* Brano da esaminare
★ ★ ★

La vicenda di uno dei pittori e scultori più importanti del secolo scorso, che dal tormento della malattia mentale saprà trovare nell’arte la via del riscatto

Berlinale 2020: Elio Germano è Ligabue in Volevo nascondermi, il primo dei film italiani in concorso con la regia di Giorgio Diritti

La vicenda di uno dei pittori e scultori più importanti del secolo scorso, che dal tormento della malattia mentale saprà trovare nell’arte la via del riscatto

Afflitto fin da bambino da disturbi mentali e deformità fisiche che lo rendono un outsider, Antonio Ligabue dalla Svizzera dove era cresciuto viene rispedito nell’Italia fascista degli anni Venti e finisce per stabilirsi nel paesino di Gualtieri, nei pressi di Reggio Emilia. Una realtà contadina dove Antonio è spesso guardato con sospetto e fatto oggetto di scherno. Dopo anni di isolamento, povertà e sofferenza fisica, che non lo privano tuttavia di un profondo istinto vitale, Antonio comincia a dipingere, e finalmente il suo dolore trova una via d’uscita nelle immagini di animali, della campagna, negli autoritratti che a poco a poco lo faranno conoscere ovunque.

«Antonio Ligabue ha lottato tutta la vita per essere riconosciuto come uomo e come artista. In questo la sua singolarità mi pareva utile all’intera umanità. Ligabue non è un artista uscito dall’accademia, ma un uomo vissuto ai margini, rifiutato da tutti, che in Italia si ritrova come un migrante pur essendo italiano».

Così descrive Giorgio Diritti il protagonista del suo film e il senso del suo lavoro, il quarto lungometraggio non documentaristico.

«Oltre a studiare ho potuto parlare con chi lo ha conosciuto, e la cosa che mi ha più colpito è stata l’impressione che ha lasciato sulle persone. Nonostante la sua sofferenza e la deformità, a molti è rimasto impresso il suo sorriso e il fare quasi infantile. Perché davvero Antonio era un uomo, ma anche un bambino con qualcosa che non era cresciuto e nell’arte ha invece trovato un compimento»

★ ★ ★

[Dati di puntamento su regioni]
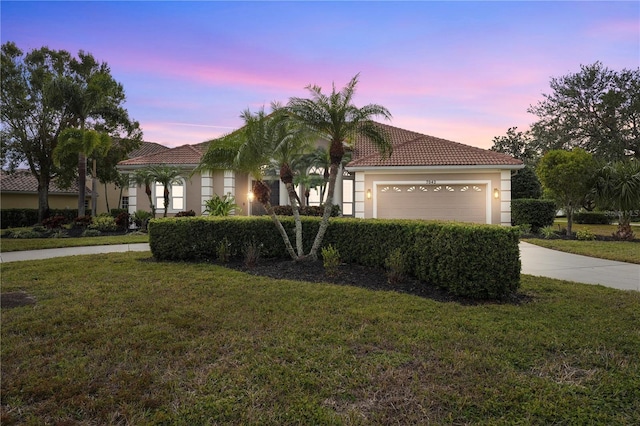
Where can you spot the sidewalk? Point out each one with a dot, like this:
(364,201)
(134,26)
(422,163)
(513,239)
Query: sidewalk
(538,261)
(544,262)
(16,256)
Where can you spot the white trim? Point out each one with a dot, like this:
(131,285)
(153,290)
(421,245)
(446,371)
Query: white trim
(358,201)
(206,191)
(487,184)
(439,169)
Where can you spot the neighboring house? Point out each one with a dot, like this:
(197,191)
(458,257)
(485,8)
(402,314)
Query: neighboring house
(19,190)
(424,178)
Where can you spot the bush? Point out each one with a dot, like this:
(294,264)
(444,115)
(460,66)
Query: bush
(104,224)
(91,233)
(592,218)
(122,220)
(585,235)
(306,210)
(54,222)
(479,261)
(22,234)
(82,221)
(22,218)
(537,213)
(548,232)
(117,212)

★ ★ ★

* Consegna
Aggiorna il brano su Ligabue: riscrivi la parte compresa tra "Afflitto fin da" e "faranno conoscere ovunque.", estremi inclusi, mettendo "borgo" al posto di "paesino". I dati provengono da un'altra fonte.

* Risposta
Afflitto fin da bambino da disturbi mentali e deformità fisiche che lo rendono un outsider, Antonio Ligabue dalla Svizzera dove era cresciuto viene rispedito nell’Italia fascista degli anni Venti e finisce per stabilirsi nel borgo di Gualtieri, nei pressi di Reggio Emilia. Una realtà contadina dove Antonio è spesso guardato con sospetto e fatto oggetto di scherno. Dopo anni di isolamento, povertà e sofferenza fisica, che non lo privano tuttavia di un profondo istinto vitale, Antonio comincia a dipingere, e finalmente il suo dolore trova una via d’uscita nelle immagini di animali, della campagna, negli autoritratti che a poco a poco lo faranno conoscere ovunque.